● WHAT THE TASK ASKS
Write out every row below without changing a single character.

● DATA ROWS

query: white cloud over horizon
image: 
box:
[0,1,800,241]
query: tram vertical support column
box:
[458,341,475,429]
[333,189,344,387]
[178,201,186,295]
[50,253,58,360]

● COMPLETE ANSWER
query: white cloud over horizon
image: 
box:
[0,1,800,241]
query: tram vertical support column
box:
[458,341,475,429]
[333,189,344,387]
[178,201,186,295]
[50,253,58,360]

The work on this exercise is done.